**Task to carry out**
Reproduce every line of the records below, requests included, scaling each x and y coordinate in the answers by 1.05 and rounding to the nearest whole number, with halves rounded up. Leave the numbers in the requests and their format samples unchanged.

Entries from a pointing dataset
* * *

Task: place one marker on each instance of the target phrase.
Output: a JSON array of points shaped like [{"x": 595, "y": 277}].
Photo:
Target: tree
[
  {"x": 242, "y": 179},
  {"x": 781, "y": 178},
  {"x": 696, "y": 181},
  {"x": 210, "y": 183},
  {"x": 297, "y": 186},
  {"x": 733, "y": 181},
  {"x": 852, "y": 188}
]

* * *

**Response below**
Task: place one marker on each instance of the target phrase.
Output: a JSON array of points shaped like [{"x": 595, "y": 277}].
Photo:
Target: tree
[
  {"x": 254, "y": 188},
  {"x": 820, "y": 187},
  {"x": 731, "y": 190},
  {"x": 221, "y": 192},
  {"x": 312, "y": 195},
  {"x": 770, "y": 190},
  {"x": 895, "y": 197}
]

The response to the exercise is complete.